Top of Material for this exercise
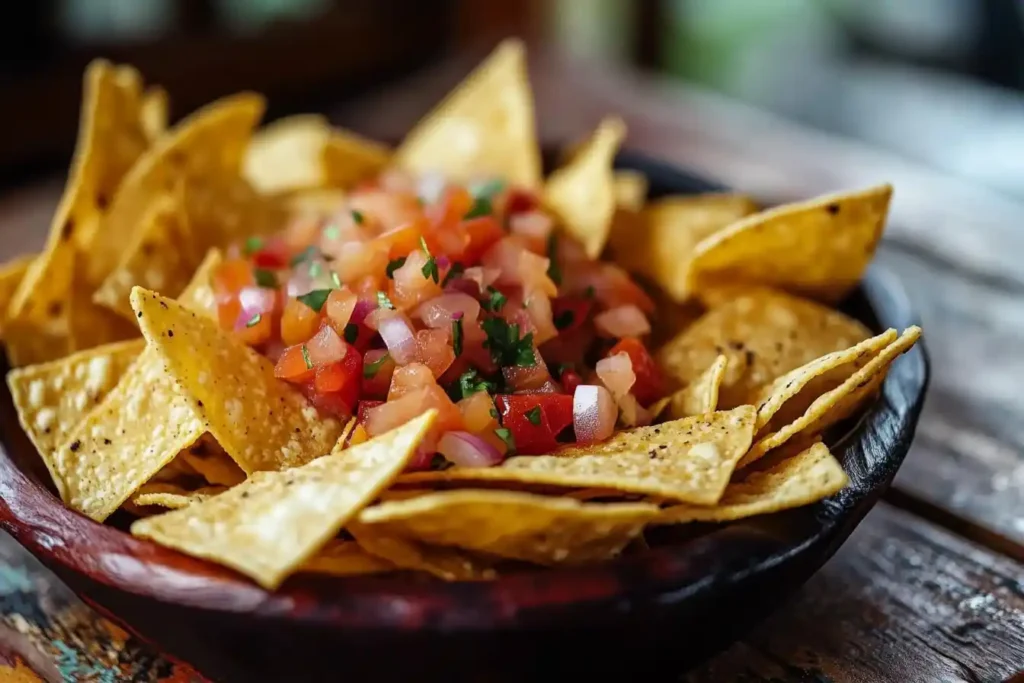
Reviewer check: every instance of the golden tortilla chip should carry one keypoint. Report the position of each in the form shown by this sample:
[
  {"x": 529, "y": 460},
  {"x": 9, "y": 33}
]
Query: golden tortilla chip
[
  {"x": 840, "y": 402},
  {"x": 52, "y": 398},
  {"x": 207, "y": 144},
  {"x": 659, "y": 244},
  {"x": 138, "y": 427},
  {"x": 348, "y": 159},
  {"x": 583, "y": 193},
  {"x": 484, "y": 128},
  {"x": 818, "y": 249},
  {"x": 162, "y": 257},
  {"x": 764, "y": 335},
  {"x": 513, "y": 524},
  {"x": 787, "y": 397},
  {"x": 345, "y": 558},
  {"x": 261, "y": 422},
  {"x": 802, "y": 479},
  {"x": 267, "y": 526},
  {"x": 286, "y": 155},
  {"x": 688, "y": 460},
  {"x": 698, "y": 397}
]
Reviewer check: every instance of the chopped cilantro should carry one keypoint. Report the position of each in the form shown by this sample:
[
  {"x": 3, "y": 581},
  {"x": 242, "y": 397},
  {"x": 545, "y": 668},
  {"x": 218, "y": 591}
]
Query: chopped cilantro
[
  {"x": 506, "y": 435},
  {"x": 506, "y": 346},
  {"x": 314, "y": 299},
  {"x": 564, "y": 319},
  {"x": 253, "y": 245},
  {"x": 370, "y": 370},
  {"x": 265, "y": 278},
  {"x": 457, "y": 336},
  {"x": 496, "y": 300},
  {"x": 394, "y": 265},
  {"x": 553, "y": 270}
]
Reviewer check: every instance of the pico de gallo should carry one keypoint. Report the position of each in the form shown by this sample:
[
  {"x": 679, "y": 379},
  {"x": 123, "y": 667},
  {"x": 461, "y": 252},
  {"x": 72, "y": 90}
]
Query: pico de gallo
[{"x": 422, "y": 294}]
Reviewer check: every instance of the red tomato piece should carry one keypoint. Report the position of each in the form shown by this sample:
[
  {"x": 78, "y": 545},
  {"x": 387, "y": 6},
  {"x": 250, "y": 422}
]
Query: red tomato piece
[
  {"x": 535, "y": 420},
  {"x": 649, "y": 384}
]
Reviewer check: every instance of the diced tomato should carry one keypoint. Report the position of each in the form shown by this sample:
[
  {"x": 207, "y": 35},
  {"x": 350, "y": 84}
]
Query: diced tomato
[
  {"x": 535, "y": 420},
  {"x": 298, "y": 323},
  {"x": 649, "y": 383}
]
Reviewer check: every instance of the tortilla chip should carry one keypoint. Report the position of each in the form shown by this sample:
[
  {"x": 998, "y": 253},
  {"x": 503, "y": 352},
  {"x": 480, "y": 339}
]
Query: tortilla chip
[
  {"x": 53, "y": 397},
  {"x": 688, "y": 460},
  {"x": 348, "y": 159},
  {"x": 513, "y": 524},
  {"x": 840, "y": 402},
  {"x": 583, "y": 193},
  {"x": 658, "y": 245},
  {"x": 484, "y": 128},
  {"x": 444, "y": 563},
  {"x": 818, "y": 249},
  {"x": 162, "y": 257},
  {"x": 802, "y": 479},
  {"x": 345, "y": 558},
  {"x": 138, "y": 427},
  {"x": 261, "y": 422},
  {"x": 788, "y": 396},
  {"x": 630, "y": 188},
  {"x": 764, "y": 335},
  {"x": 267, "y": 526},
  {"x": 698, "y": 397},
  {"x": 207, "y": 144},
  {"x": 286, "y": 155}
]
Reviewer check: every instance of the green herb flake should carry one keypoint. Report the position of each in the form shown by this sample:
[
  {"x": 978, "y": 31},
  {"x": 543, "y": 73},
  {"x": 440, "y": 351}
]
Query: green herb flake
[
  {"x": 370, "y": 370},
  {"x": 315, "y": 299},
  {"x": 394, "y": 265},
  {"x": 265, "y": 279}
]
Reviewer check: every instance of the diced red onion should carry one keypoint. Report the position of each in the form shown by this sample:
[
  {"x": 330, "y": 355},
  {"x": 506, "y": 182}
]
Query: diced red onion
[
  {"x": 626, "y": 321},
  {"x": 594, "y": 414},
  {"x": 398, "y": 337},
  {"x": 467, "y": 450}
]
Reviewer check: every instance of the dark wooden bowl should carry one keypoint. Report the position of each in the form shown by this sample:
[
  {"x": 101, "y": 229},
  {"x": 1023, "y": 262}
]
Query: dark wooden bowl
[{"x": 659, "y": 610}]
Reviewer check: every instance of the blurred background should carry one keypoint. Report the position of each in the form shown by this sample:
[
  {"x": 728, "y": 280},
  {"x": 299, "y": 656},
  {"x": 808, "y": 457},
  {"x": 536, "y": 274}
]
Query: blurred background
[{"x": 938, "y": 81}]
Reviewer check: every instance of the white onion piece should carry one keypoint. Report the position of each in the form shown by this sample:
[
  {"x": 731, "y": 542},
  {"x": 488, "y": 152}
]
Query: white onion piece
[
  {"x": 467, "y": 450},
  {"x": 439, "y": 311},
  {"x": 621, "y": 322},
  {"x": 594, "y": 414},
  {"x": 398, "y": 337}
]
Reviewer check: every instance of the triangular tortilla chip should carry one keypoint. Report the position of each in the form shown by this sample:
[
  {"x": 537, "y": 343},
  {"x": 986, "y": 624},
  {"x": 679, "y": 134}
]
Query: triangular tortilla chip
[
  {"x": 513, "y": 524},
  {"x": 583, "y": 191},
  {"x": 267, "y": 526},
  {"x": 802, "y": 479},
  {"x": 688, "y": 460},
  {"x": 209, "y": 143},
  {"x": 260, "y": 421},
  {"x": 484, "y": 128},
  {"x": 764, "y": 335},
  {"x": 818, "y": 249}
]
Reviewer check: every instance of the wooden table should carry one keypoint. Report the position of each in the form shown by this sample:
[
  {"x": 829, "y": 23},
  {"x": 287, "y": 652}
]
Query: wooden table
[{"x": 931, "y": 586}]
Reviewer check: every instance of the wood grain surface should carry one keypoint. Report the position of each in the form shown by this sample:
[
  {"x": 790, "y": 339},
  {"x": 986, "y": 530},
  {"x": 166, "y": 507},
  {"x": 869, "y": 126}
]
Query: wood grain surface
[{"x": 930, "y": 588}]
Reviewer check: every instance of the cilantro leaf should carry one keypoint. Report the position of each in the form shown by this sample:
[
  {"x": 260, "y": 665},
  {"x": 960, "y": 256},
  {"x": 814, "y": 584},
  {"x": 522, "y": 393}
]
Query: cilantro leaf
[
  {"x": 315, "y": 299},
  {"x": 394, "y": 265},
  {"x": 265, "y": 278},
  {"x": 370, "y": 370}
]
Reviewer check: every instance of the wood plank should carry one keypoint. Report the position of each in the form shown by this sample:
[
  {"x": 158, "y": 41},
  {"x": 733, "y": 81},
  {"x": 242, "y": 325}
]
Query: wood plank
[{"x": 902, "y": 601}]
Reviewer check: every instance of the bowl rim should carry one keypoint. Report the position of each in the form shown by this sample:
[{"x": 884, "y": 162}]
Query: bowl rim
[{"x": 657, "y": 579}]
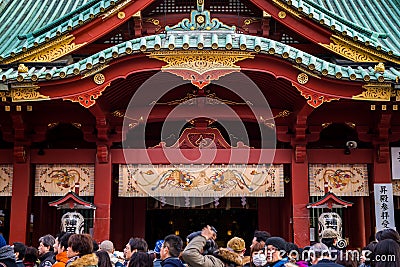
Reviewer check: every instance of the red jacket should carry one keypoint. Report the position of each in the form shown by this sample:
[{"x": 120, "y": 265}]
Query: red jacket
[{"x": 61, "y": 259}]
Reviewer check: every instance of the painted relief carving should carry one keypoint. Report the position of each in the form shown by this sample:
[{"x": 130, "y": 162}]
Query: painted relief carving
[
  {"x": 342, "y": 180},
  {"x": 201, "y": 181}
]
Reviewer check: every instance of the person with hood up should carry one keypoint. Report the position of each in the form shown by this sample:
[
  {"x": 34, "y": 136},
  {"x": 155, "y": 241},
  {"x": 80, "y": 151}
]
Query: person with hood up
[
  {"x": 223, "y": 257},
  {"x": 80, "y": 251},
  {"x": 61, "y": 256},
  {"x": 170, "y": 250},
  {"x": 7, "y": 257},
  {"x": 275, "y": 250}
]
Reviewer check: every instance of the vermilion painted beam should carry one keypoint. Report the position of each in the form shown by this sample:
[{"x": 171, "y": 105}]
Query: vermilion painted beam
[
  {"x": 6, "y": 156},
  {"x": 21, "y": 192},
  {"x": 222, "y": 156},
  {"x": 300, "y": 198},
  {"x": 99, "y": 27},
  {"x": 283, "y": 69},
  {"x": 118, "y": 69},
  {"x": 60, "y": 156},
  {"x": 303, "y": 26},
  {"x": 102, "y": 200},
  {"x": 125, "y": 66}
]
Bottom of Material for this exercise
* Exercise instructions:
The required output is every line from the one containing "Query: wood grain surface" through the last line of the data above, restated exactly and without pictures.

* Solved exercise:
Query: wood grain surface
[{"x": 930, "y": 588}]
Reviewer check: every instance of the cilantro leaf should carry one keypoint. Report the position of each in the form shown by this sample:
[
  {"x": 260, "y": 665},
  {"x": 960, "y": 256},
  {"x": 814, "y": 584},
  {"x": 522, "y": 393}
]
Query: cilantro leaf
[
  {"x": 315, "y": 299},
  {"x": 394, "y": 265},
  {"x": 265, "y": 278},
  {"x": 370, "y": 370}
]
Reviewer check: every instance of the wood plank should carry one keypoint. Report the position of each in the form shown by this sample:
[
  {"x": 158, "y": 41},
  {"x": 733, "y": 81},
  {"x": 242, "y": 325}
]
Query: wood plank
[{"x": 902, "y": 601}]
Reviewer check: every instance of the bowl rim should carry one keypoint. Report the position of each in the form shown by this sample:
[{"x": 884, "y": 162}]
Query: bowl rim
[{"x": 657, "y": 579}]
Reviewer check: every instance of the red jacket should carry one keypoint. Report the position of each in the form shown by this sample:
[{"x": 120, "y": 265}]
Query: red jacket
[{"x": 61, "y": 259}]
Reviewer check: every instance of the painted relief carving should carry one keypoint. Report the position of each in the form shown by this sample:
[{"x": 130, "y": 162}]
Query: painted relief carving
[
  {"x": 342, "y": 180},
  {"x": 201, "y": 181}
]
Reviewer check: every instance of the person with hood up should carry one keypoint. Report the position of each in the form shown by this sample:
[
  {"x": 34, "y": 136},
  {"x": 155, "y": 241},
  {"x": 80, "y": 151}
]
Query: person with hood up
[
  {"x": 223, "y": 257},
  {"x": 80, "y": 251},
  {"x": 61, "y": 256},
  {"x": 170, "y": 250},
  {"x": 7, "y": 257},
  {"x": 275, "y": 250}
]
Reviewer check: every instance of the vermilion painted beam should carry one keypoint. Report the position of each in the form shown by this sample:
[{"x": 171, "y": 105}]
Query: vermilion painted beam
[
  {"x": 6, "y": 156},
  {"x": 21, "y": 192},
  {"x": 222, "y": 156},
  {"x": 300, "y": 198},
  {"x": 99, "y": 27},
  {"x": 283, "y": 69},
  {"x": 118, "y": 69},
  {"x": 60, "y": 156},
  {"x": 303, "y": 26},
  {"x": 102, "y": 200},
  {"x": 125, "y": 66}
]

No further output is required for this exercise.